*YOUR TASKS*.
1. In the well cleanout text, according to claim 18, what makes the valve element shift to the filter position when the tubular conveyance is advanced downhole?
2. Answer these questions from the well cleanout text:
(a) What is the number of the provisional application to which priority is claimed, and when was it filed?
(b) In claim 20, where is the diverter positioned?
(c) What debris does the text say is generated during perforating?
3. Pick up the well cleanout text after its last sentence and continue it.

*SELECTION*.
# # # #

14. The tool deployment and cleanout system of claim 13, wherein the valve element automatically shifts to the filtering position in response to advancing the tubular conveyance downhole and to the bypass position when the tubular conveyance stops advancing or advances uphole.
15. The tool deployment and cleanout system of claim 13, further comprising:
another filtering sleeve coupled to the tubular conveyance below the well tool, wherein the valve element automatically shifts to a filtering position with respect to the another filtering sleeve for directing well fluid into the another filtering sleeve when the tubular conveyance advances uphole.
16. The tool deployment and cleanout system of claim 15, wherein the valve element comprises a diverter disposed between the filtering sleeve and another filtering sleeve, such that the diverter is simultaneously in the filtering position with respect to one of the two filtering sleeves and in the bypass position with respect to the other of the two filtering sleeves.
17. The tool deployment and cleanout system of claim 16, further comprising a modulating bypass valve fluidically coupled to at least one of the filtering sleeves allowing flow bypass when at least one of the filtering sleeves is full of the debris.
18. The tool deployment and cleanout system of claim 13, wherein the wiper is integrated into the valve element such that sliding contact between the wiper and the interior of the wellbore when advancing the tubular conveyance downhole axially shifts the valve element to the filter position.
20. The tool deployment and cleanout system of claim 19, further comprising:
a diverter positioned between the upper and lower filtering sleeves;
wherein the diverter is axially shiftable to a filtering position with the respect to the upper filtering sleeve and a bypass position with respect to the lower filtering sleeve in response to running into hole; and
wherein the diverter is axially shiftable to a bypass position with respect to the upper filtering sleeve and a filtering position with respect to the lower filtering sleeve when pulling out of hole; and
wherein flow is directed into the respective filtering sleeve when in the filtering position and around the respective filtering sleeve when in the bypass position.

The present application is a non-provisional application claiming priority to provisional application 63/173,179, filed on Apr. 9, 2021, the entire disclosure of which is incorporated herein by reference.

In the drilling and completion of oil and gas wells, a number of situations arise in which solids are present in wellbore fluids such as drilling or completions fluids. For example, when drilling a well, wellbore cuttings are generated that enter the drilling fluid (mud) being circulated. Although cuttings may be removed at the surface of the wellsite before the mud is recirculated downhole, some may remain in the well. Some solids may end up in the completion fluid from a layer of mud on the interior of the casing string or from surface tanks. Additional debris may be generated in working in the well, such as cement particles generated during cementing, shaped charge fragments generated during perforating, pieces of downhole equipment which have been drilled and/or milled, junk lost in the hole, and so forth.

# # # #

*GIVEN ENTRIES*.
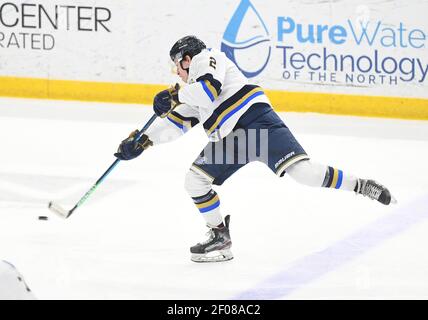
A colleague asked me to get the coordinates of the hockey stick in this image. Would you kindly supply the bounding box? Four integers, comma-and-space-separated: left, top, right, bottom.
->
48, 114, 157, 219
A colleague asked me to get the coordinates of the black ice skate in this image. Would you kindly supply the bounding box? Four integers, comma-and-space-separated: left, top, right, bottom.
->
355, 179, 397, 205
190, 215, 233, 262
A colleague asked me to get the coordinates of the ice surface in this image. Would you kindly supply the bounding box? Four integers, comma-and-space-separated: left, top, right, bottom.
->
0, 99, 428, 299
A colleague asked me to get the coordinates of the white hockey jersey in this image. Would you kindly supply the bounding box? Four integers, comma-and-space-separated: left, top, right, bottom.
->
147, 49, 270, 144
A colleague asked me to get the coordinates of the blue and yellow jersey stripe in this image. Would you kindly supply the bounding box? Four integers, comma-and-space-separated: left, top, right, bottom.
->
206, 87, 264, 135
324, 167, 343, 189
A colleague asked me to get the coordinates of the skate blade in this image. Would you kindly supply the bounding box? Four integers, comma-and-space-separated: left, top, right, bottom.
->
191, 250, 233, 262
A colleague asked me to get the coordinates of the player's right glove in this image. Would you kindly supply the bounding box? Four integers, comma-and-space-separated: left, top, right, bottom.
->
153, 83, 180, 118
114, 130, 153, 160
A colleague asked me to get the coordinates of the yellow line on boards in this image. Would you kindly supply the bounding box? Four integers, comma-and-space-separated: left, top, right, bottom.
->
0, 77, 428, 120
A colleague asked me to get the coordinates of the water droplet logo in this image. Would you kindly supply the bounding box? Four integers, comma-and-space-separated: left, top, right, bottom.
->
221, 0, 271, 78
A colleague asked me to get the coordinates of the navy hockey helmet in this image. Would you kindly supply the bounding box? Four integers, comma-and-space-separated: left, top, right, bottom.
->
169, 36, 207, 61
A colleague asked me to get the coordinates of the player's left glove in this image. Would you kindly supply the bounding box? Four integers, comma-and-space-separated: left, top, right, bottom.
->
114, 130, 153, 160
153, 83, 180, 118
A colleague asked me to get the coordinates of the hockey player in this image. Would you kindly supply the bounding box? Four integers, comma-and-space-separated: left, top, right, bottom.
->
115, 36, 395, 262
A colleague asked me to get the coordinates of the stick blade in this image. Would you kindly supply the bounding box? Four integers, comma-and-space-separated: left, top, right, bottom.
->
48, 201, 69, 219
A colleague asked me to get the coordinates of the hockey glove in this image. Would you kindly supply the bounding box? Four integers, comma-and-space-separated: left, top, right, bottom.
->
114, 130, 153, 160
153, 83, 180, 118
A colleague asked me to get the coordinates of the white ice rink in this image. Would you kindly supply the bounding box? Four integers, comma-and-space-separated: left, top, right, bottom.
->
0, 99, 428, 300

# # # #

*ANSWERS FOR THIS EXERCISE*.
1. The wiper is built into the valve element. As the conveyance advances downhole, the wiper slides against the interior of the wellbore, and that contact shifts the valve element axially into the filter position.

2.
(a) Provisional application 63/173,179, filed on Apr. 9, 2021.
(b) Between the upper and lower filtering sleeves.
(c) Shaped charge fragments.

3.
In running a well tool downhole, failed runs may be at least partially attributable to debris in the wellbore. This can be manifested, for example, by well tools getting stuck while running in hole, circulation ports becoming plugged, J-Slots being rendered inoperable due to debris, and sealing components unable to work as designed. A cleanout run may be performed to remove solids from a completion fluid, prior to deploying a well tool downhole. However, these cleanout runs are sometimes skipped, which can increase the likelihood of failure. Also, attempting to run a cleanout tool such as a scraper below drillable or retrievable tools may actually dislodge debris that will end up reaching the drillable or retrievable tool, potentially defeating the purpose of running cleanout tools.

These drawings illustrate certain aspects of some of the embodiments of the present disclosure and should not be used to limit or define the method.

FIG. 1 is an elevation view of a well site in which aspects of this disclosure may be implemented.

FIG. 2 is an enlarged view of example configurations of the well tool and cleanout tool of FIG. 1 in a filter mode.

FIG. 3 is an enlarged view of the configuration of FIG. 2 with the cleanout tool in a bypass mode.

FIG. 4 is a side view of a flexible diverter in a filter mode.

FIG. 5 is a side view of the flexible diverter in a bypass mode.

FIG. 6 is a side view of an example configuration of a tool deployment and cleanout system wherein the well tool comprises a drillable packer.

FIGS. 7A and 7B are a split side view of another example configuration of a tool deployment and cleanout system wherein the well tool comprises a storm packer.

FIG. 8 is a side view of a tool deployment and cleanout system that filters both when running into hole and pulling out of hole.

This disclosure is generally directed to a cleanout tool, system, and method for filtering debris ahead of a well tool when running into a well. The well tool can be any tool that is lowered into the well on a tubular conveyance, for performing a tool function at a desired depth. The tubular conveyance is typically a tubing string, as in the examples below, but may alternatively comprise coiled tubing or other suitable conveyance that preferably allows for flow. The well tool can be, for example, a settable tool to be set downhole and later retrieved and/or a drillable tool that may be set and later drilled out. The well tool may alternatively be a service tool tripped into the well on a work string, without being set, to perform a service and tripped out on the same work string after the service is performed.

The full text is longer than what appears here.